Copy the entries from the start through the line containing "positive clicks: (255, 261) (255, 226)", swapping "rough mask" for "coarse mask" and keeping everything else the same. Leave out the pictures.
>>>
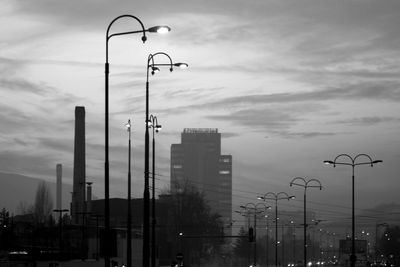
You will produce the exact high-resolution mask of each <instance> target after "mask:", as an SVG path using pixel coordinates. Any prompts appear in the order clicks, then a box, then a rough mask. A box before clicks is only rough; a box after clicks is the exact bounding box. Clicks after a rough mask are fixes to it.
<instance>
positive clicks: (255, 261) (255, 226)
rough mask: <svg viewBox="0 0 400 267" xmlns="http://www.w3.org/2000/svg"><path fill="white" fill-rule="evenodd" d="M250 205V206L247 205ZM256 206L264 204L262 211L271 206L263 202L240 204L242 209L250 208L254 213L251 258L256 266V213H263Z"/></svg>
mask: <svg viewBox="0 0 400 267" xmlns="http://www.w3.org/2000/svg"><path fill="white" fill-rule="evenodd" d="M249 206H250V207H249ZM258 206H264V212H266V211H267V209H271V206H267V205H265V204H264V203H257V204H254V203H247V204H246V205H244V206H240V207H241V208H242V209H245V210H246V211H247V210H252V211H253V214H254V259H253V264H254V266H257V215H258V214H261V213H263V211H262V210H261V211H258Z"/></svg>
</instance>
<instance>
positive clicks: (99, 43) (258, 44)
mask: <svg viewBox="0 0 400 267" xmlns="http://www.w3.org/2000/svg"><path fill="white" fill-rule="evenodd" d="M159 5H160V6H161V7H159ZM0 10H1V11H0V12H1V15H2V21H3V22H2V26H1V28H2V37H1V42H0V44H1V49H0V71H1V74H0V90H1V92H2V97H1V100H0V101H1V102H0V103H1V104H0V107H1V116H0V125H2V127H1V138H0V142H1V147H2V150H1V153H0V171H3V172H10V173H17V174H22V175H27V176H31V177H39V178H43V179H45V180H51V181H55V168H56V164H57V163H61V164H62V165H63V182H64V183H67V184H72V177H73V150H74V141H73V138H74V107H75V106H85V109H86V140H87V143H86V153H87V155H86V164H87V165H86V176H87V177H86V179H87V180H90V181H92V182H93V185H92V186H93V194H94V195H95V196H98V197H99V198H103V197H104V152H103V151H104V61H105V47H104V46H105V40H104V39H105V32H106V27H107V26H108V24H109V23H110V21H111V20H112V19H113V18H115V17H116V16H118V15H121V14H132V15H135V16H137V17H139V18H140V19H141V20H142V21H143V23H144V24H145V27H146V28H148V27H151V26H154V25H160V24H161V25H168V26H170V27H171V29H172V30H171V32H170V33H169V34H168V35H163V36H159V35H155V34H150V33H149V34H148V35H147V37H148V40H147V42H146V43H145V44H143V43H142V41H141V40H140V36H128V37H127V36H124V37H120V38H115V39H113V40H112V41H111V44H110V181H111V183H110V196H111V197H124V196H126V183H127V174H126V170H127V137H126V129H125V127H124V124H125V122H126V121H127V119H128V118H131V120H132V190H133V194H132V196H133V197H134V198H138V197H142V191H143V157H144V137H143V136H144V122H143V117H144V94H145V78H146V59H147V56H148V54H150V53H155V52H159V51H162V52H167V53H168V54H170V55H171V56H172V57H173V58H174V60H176V61H183V62H187V63H188V64H189V65H190V69H188V70H185V71H183V70H174V72H175V71H176V72H178V71H179V75H169V73H168V70H162V71H161V72H160V73H157V74H156V75H155V76H154V77H151V89H150V97H151V101H150V112H151V113H152V114H155V115H156V116H157V117H158V120H159V122H160V124H162V125H163V130H162V132H160V134H159V135H158V136H157V155H156V156H157V160H156V161H157V173H158V174H159V176H158V177H157V178H158V180H157V185H156V187H157V192H158V193H159V192H160V191H161V190H165V189H168V188H169V183H170V180H169V163H170V159H169V148H170V145H171V144H173V143H177V142H179V138H180V132H181V131H182V129H184V128H218V129H219V130H220V132H222V133H223V135H222V138H223V143H224V153H226V154H230V155H232V156H233V157H234V159H235V164H234V166H233V171H232V173H233V178H232V180H233V209H234V210H235V209H236V208H238V207H239V205H243V204H245V203H247V202H256V201H257V200H256V197H257V196H258V195H262V194H264V193H266V192H269V191H274V192H279V191H286V192H290V193H291V194H294V195H296V196H298V198H299V199H296V200H295V201H292V202H290V203H284V204H282V205H283V206H282V209H288V210H300V209H302V201H301V197H300V196H301V192H299V190H296V189H293V188H290V187H289V183H290V181H291V180H292V178H294V177H297V176H302V177H309V178H317V179H319V180H320V181H321V183H322V184H323V186H324V189H323V190H322V191H315V192H310V194H309V195H308V196H307V197H308V200H309V201H310V203H309V208H310V209H313V210H314V211H316V212H317V217H318V218H321V219H326V220H328V221H332V220H337V219H338V218H347V219H346V220H349V218H350V203H351V169H350V168H346V166H337V167H336V168H332V167H330V166H326V165H324V164H323V163H322V162H323V160H333V159H334V157H336V156H337V155H339V154H341V153H347V154H350V155H352V156H355V155H357V154H359V153H367V154H369V155H371V156H372V157H373V158H374V159H380V160H383V164H378V165H376V166H374V167H373V168H370V167H368V166H361V167H359V168H357V169H356V207H357V211H360V210H362V209H369V208H373V207H375V206H377V205H380V204H383V203H400V199H399V197H398V192H397V191H398V189H397V188H398V184H399V183H398V175H399V173H400V172H399V166H400V164H398V163H399V160H400V152H399V151H400V147H399V142H398V138H399V137H398V136H399V134H398V133H399V130H400V118H399V116H398V114H399V111H400V105H399V99H400V89H399V88H400V82H399V79H400V78H399V74H398V73H399V64H400V52H399V51H398V42H399V40H398V38H399V37H398V36H399V29H400V18H399V16H398V14H399V12H400V3H399V2H398V1H397V0H388V1H379V0H366V1H346V2H341V1H320V0H299V1H279V0H273V1H272V0H271V1H269V0H255V1H236V0H233V1H229V2H227V1H206V2H204V1H201V2H196V1H185V2H182V1H170V2H168V5H167V4H166V3H165V2H162V1H158V0H157V1H152V2H151V3H148V1H135V2H132V1H119V2H118V3H108V2H100V3H98V2H97V3H92V2H90V1H67V2H57V3H49V2H48V1H44V0H38V1H34V3H33V2H32V3H31V2H26V1H5V2H2V3H1V4H0ZM132 28H133V30H137V29H138V25H136V24H135V23H132V22H130V21H127V22H126V23H125V22H120V23H118V25H116V26H115V29H114V30H121V29H122V30H124V29H126V30H132ZM0 184H1V181H0ZM0 208H1V206H0ZM374 216H376V217H377V218H376V220H379V219H380V218H382V217H381V216H383V214H378V213H375V215H371V217H374ZM371 221H374V218H371Z"/></svg>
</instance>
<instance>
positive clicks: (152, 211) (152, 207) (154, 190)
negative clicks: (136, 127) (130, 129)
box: [147, 115, 161, 267]
mask: <svg viewBox="0 0 400 267" xmlns="http://www.w3.org/2000/svg"><path fill="white" fill-rule="evenodd" d="M147 125H148V127H150V128H152V129H153V152H152V158H153V166H152V167H153V170H152V173H153V175H152V178H153V179H152V188H151V189H152V199H151V219H152V223H151V266H152V267H155V266H156V185H155V175H156V171H155V166H156V157H155V155H156V151H155V147H156V142H155V132H156V133H158V132H159V131H160V130H161V125H160V124H158V120H157V117H156V116H153V115H150V119H149V120H148V122H147Z"/></svg>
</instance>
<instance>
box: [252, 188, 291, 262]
mask: <svg viewBox="0 0 400 267" xmlns="http://www.w3.org/2000/svg"><path fill="white" fill-rule="evenodd" d="M257 198H258V199H261V200H264V201H266V200H274V201H275V266H278V200H282V199H287V200H288V201H289V200H290V199H294V196H289V195H288V194H287V193H285V192H279V193H277V194H276V193H273V192H268V193H266V194H265V195H264V196H260V197H257Z"/></svg>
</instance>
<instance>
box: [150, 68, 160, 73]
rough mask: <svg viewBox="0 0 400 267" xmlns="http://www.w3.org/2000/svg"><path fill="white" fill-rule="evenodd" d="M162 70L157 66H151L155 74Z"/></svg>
mask: <svg viewBox="0 0 400 267" xmlns="http://www.w3.org/2000/svg"><path fill="white" fill-rule="evenodd" d="M157 72H160V69H159V68H157V67H154V66H153V67H151V75H154V74H155V73H157Z"/></svg>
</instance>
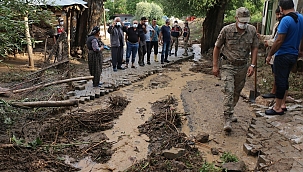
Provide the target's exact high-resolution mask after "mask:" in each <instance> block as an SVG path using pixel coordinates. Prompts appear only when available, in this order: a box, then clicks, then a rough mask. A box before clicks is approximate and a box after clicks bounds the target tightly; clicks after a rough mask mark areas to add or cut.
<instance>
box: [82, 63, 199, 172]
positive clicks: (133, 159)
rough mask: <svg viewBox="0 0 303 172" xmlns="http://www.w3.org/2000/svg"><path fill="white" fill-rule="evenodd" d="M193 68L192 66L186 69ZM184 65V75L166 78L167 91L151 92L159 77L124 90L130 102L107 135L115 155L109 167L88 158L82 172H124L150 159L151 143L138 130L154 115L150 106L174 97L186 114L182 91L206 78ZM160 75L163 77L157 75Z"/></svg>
mask: <svg viewBox="0 0 303 172" xmlns="http://www.w3.org/2000/svg"><path fill="white" fill-rule="evenodd" d="M187 66H190V65H187ZM185 67H186V65H183V66H182V68H181V72H170V73H165V75H167V76H169V77H170V78H172V81H170V83H169V85H168V87H165V88H157V89H150V88H148V86H149V84H150V80H151V79H152V78H154V77H157V75H153V76H149V77H147V78H146V79H145V80H144V81H142V82H138V83H134V84H133V85H132V86H129V87H125V88H123V89H121V90H120V91H119V93H117V94H123V95H124V96H127V98H128V99H130V101H131V102H130V104H129V105H128V106H127V107H126V109H125V110H124V112H123V114H122V116H120V117H119V119H118V120H116V121H115V122H116V123H115V126H114V127H113V128H112V129H111V130H107V131H105V132H104V133H105V134H106V135H107V137H108V138H109V141H114V142H115V144H114V145H113V150H115V153H114V154H113V155H112V158H111V159H110V160H109V161H108V162H107V163H106V164H97V163H95V162H93V161H91V160H90V159H89V158H85V159H83V160H81V161H80V162H79V163H78V167H81V169H82V170H81V171H82V172H87V171H91V172H93V171H100V170H106V168H107V169H113V171H123V170H125V169H126V168H128V167H130V166H131V165H132V164H133V163H136V162H137V161H140V160H141V159H143V158H146V157H147V154H148V142H147V141H148V140H149V138H148V137H147V136H146V135H141V134H140V133H139V131H138V128H137V127H138V126H139V125H141V124H143V123H144V122H145V121H147V120H148V119H149V117H151V115H152V111H151V103H153V102H156V101H157V100H160V99H162V98H165V97H166V96H167V95H174V96H175V97H176V98H177V99H178V101H179V102H178V107H177V109H178V110H179V112H181V113H182V112H183V105H182V101H181V98H180V95H181V90H182V88H183V87H184V86H186V83H187V81H191V80H194V79H198V78H199V79H201V78H203V76H202V75H203V74H193V73H191V72H189V70H188V67H186V68H185ZM184 72H186V73H191V75H188V76H186V77H182V75H181V73H184ZM158 75H161V74H158Z"/></svg>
<<<
**Solution**
You will produce the exact high-resolution mask of each <instance> target after "mask:", as an SVG path using pixel coordinates. Any prompts appear in the order clicks, then a box, then a coarse mask. A box before clicks is only rough; a box after clicks is the exact bounding box. Clicks after a coarse mask are fixes to it.
<instance>
positive clicks: (255, 261) (255, 226)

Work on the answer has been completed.